THE REQUEST: Write out the Lightroom forum thread below from "Ok. Thanks so" up to and including "are the best!", swapping "Develop module" for "Map module".

TEXT TO READ:
....

Okay thanks! I will do that. Heading out to the gym now so I'll report back later.


----------



## yorkiemom (Aug 14, 2012)

Forgot to mention that I had already checked the external which is running okay.


----------



## yorkiemom (Aug 14, 2012)

Okay, I did what you said and created a temporary catalog. LR opened up, I switched to the Library module and shut it down. Opened up LR again and it came up in the Library module. But...stupid me...where is my correct catalog because I don't see my external drives...only my hard drive. It wants me to "import". I don't want to import again. Can I just go to the Catalog settings and change the location to the old catalog?


----------



## yorkiemom (Aug 14, 2012)




----------



## Jim Wilde (Aug 14, 2012)

Just use Explorer to find your 'proper' catalog, then double-click on it to start Lightroom using that catalog.


----------



## yorkiemom (Aug 14, 2012)

Ok. Thanks so much for your help! I wasn't freaking out yet but I had no clue how to fix the problem. I will definitely copy this in my notes...just in case it ever happens again.

And...do you know what the problem could have been? Was it because it was opening in Develop module or just some hiccup?


----------



## yorkiemom (Aug 14, 2012)

Yea! It worked! I'm happy, happy, happy now! You guys here on this site are the best!


----------



## Jim Wilde (Aug 14, 2012)

....

Recorded data:
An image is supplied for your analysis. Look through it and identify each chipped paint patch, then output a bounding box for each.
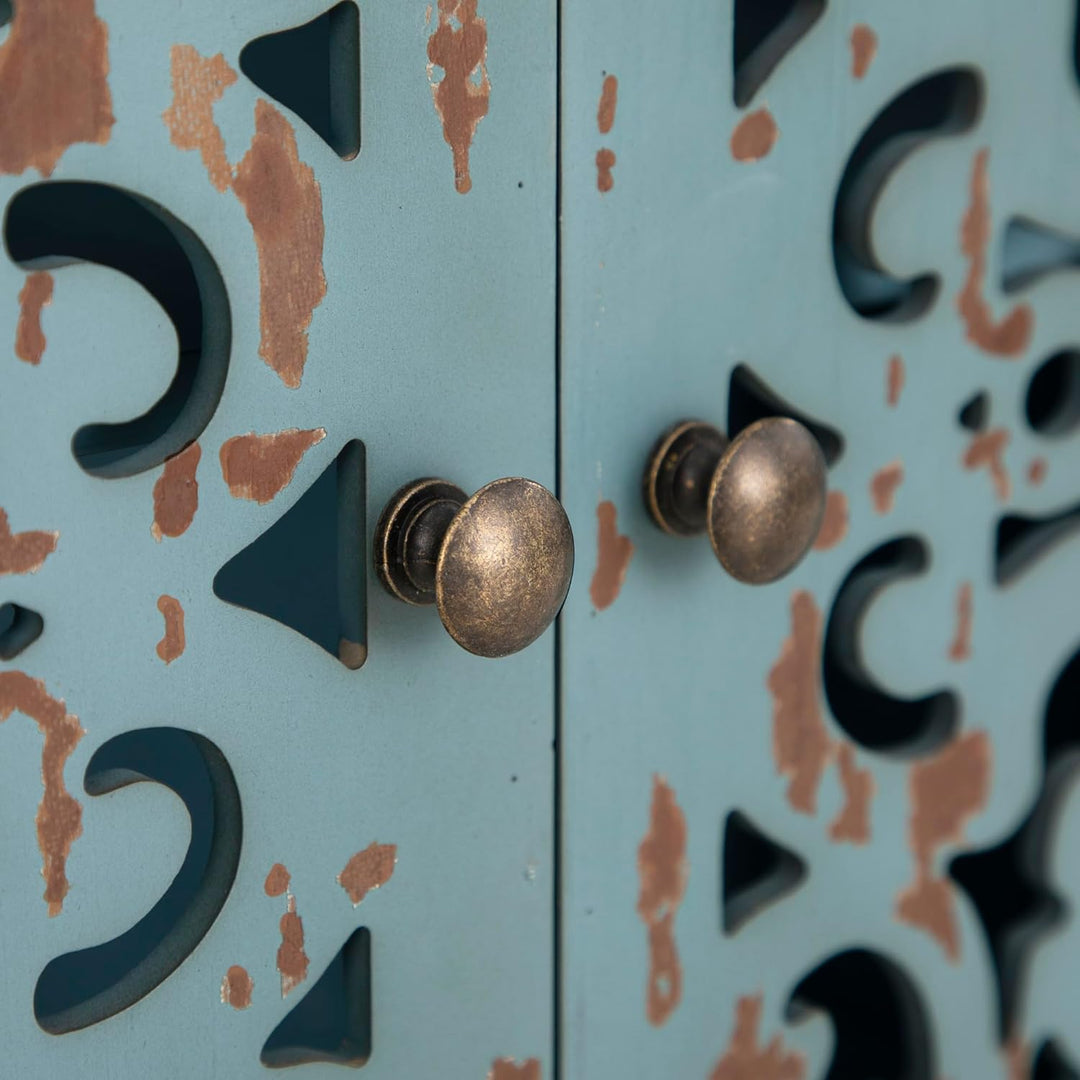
[337,843,397,907]
[956,147,1035,359]
[278,893,309,998]
[730,109,780,161]
[886,355,905,408]
[0,0,116,176]
[232,98,326,389]
[158,593,187,664]
[219,428,326,504]
[813,491,848,551]
[150,443,202,541]
[15,270,53,364]
[428,0,491,194]
[766,590,833,814]
[637,775,690,1027]
[708,995,806,1080]
[849,23,877,79]
[589,499,634,611]
[948,581,974,663]
[870,461,904,514]
[896,731,991,962]
[487,1057,540,1080]
[0,510,60,576]
[161,45,237,191]
[828,742,874,843]
[221,963,255,1010]
[262,863,292,896]
[596,75,619,135]
[596,147,615,194]
[0,672,86,917]
[962,428,1012,502]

....

OUTPUT FOR THIS EXERCISE:
Ok. Thanks so much for your help! I wasn't freaking out yet but I had no clue how to fix the problem. I will definitely copy this in my notes...just in case it ever happens again.

And...do you know what the problem could have been? Was it because it was opening in Map module or just some hiccup?


----------



## yorkiemom (Aug 14, 2012)

Yea! It worked! I'm happy, happy, happy now! You guys here on this site are the best!